── Record excerpts ──

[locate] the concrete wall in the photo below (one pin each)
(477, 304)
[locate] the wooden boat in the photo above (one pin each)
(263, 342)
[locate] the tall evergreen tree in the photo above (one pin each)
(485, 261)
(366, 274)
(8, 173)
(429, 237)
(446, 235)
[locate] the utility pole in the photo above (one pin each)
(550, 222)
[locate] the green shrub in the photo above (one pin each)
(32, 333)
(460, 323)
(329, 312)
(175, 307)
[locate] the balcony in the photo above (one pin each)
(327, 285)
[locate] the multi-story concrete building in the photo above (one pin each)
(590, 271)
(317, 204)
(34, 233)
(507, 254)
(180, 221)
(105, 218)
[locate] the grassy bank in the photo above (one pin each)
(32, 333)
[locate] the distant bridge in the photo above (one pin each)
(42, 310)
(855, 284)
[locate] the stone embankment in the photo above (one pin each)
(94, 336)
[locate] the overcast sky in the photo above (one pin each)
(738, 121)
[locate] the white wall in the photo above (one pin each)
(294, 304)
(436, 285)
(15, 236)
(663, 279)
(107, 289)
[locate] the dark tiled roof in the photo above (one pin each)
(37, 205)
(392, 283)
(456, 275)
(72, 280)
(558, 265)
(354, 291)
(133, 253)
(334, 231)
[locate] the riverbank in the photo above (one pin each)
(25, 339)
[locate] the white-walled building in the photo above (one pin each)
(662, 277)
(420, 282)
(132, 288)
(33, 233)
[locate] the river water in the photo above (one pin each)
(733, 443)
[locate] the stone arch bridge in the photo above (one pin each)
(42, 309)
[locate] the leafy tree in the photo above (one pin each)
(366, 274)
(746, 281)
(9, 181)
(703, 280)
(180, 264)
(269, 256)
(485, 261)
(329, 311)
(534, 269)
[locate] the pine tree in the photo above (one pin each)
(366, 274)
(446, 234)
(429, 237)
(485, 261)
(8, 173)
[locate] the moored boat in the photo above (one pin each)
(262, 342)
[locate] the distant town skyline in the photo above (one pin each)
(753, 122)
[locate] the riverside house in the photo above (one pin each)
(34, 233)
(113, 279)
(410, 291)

───

## To do:
Rewrite all of the material above with "one pin each" changed to "one pin per item" wherever it occurs, and keep every other line identical.

## Task answer:
[locate] the concrete wall in the photo below (one pin per item)
(477, 304)
[locate] the wooden boat in the photo above (one pin per item)
(263, 342)
[locate] the tall evergreen tree in the photo above (one pin per item)
(485, 261)
(366, 274)
(8, 173)
(429, 237)
(446, 235)
[locate] the utility pole in the photo above (one pin per item)
(550, 222)
[locate] the green shrub in the photo above (one pin per item)
(32, 333)
(460, 323)
(329, 312)
(175, 307)
[locate] the balcony in the photo above (one pin per item)
(327, 285)
[locate] the multi-story concrete building in the photo above (one pin per item)
(590, 271)
(317, 204)
(34, 233)
(507, 254)
(180, 221)
(105, 218)
[locate] the grassy bank in the photo above (one pin per item)
(32, 333)
[locate] the distant bridge in the photo above (one pin per item)
(42, 310)
(855, 284)
[locate] the stone embankment in the photo above (one pin per item)
(94, 336)
[locate] the overcast sky in the photo above (one pin per item)
(738, 121)
[locate] the white wall in the photo above (one pin per item)
(294, 304)
(436, 285)
(15, 236)
(663, 279)
(107, 289)
[locate] the dark tiled roof in the photo above (one pin per item)
(37, 205)
(392, 283)
(456, 275)
(72, 280)
(558, 265)
(354, 291)
(133, 253)
(334, 231)
[locate] the riverbank in the photo above (one pin per item)
(25, 339)
[locate] the white-walled building in the photo above (one pin per item)
(662, 277)
(420, 282)
(132, 288)
(33, 233)
[locate] the river water in the photo above (one pin per item)
(733, 443)
[locate] the stone arch bridge in the photo above (one pin per item)
(42, 309)
[locate] the leafy tree in the photo above (one pin per item)
(366, 274)
(746, 281)
(9, 181)
(703, 280)
(180, 264)
(269, 256)
(485, 261)
(329, 311)
(534, 269)
[locate] the pine tree in the photo above (one pin per item)
(366, 274)
(446, 234)
(429, 237)
(485, 261)
(8, 173)
[locate] the moored boat in the photo above (one pin per item)
(262, 342)
[locate] the distant town skyline in the photo above (one pin per item)
(753, 122)
[locate] the riverside house in the photo above (one pin per item)
(34, 233)
(113, 279)
(410, 291)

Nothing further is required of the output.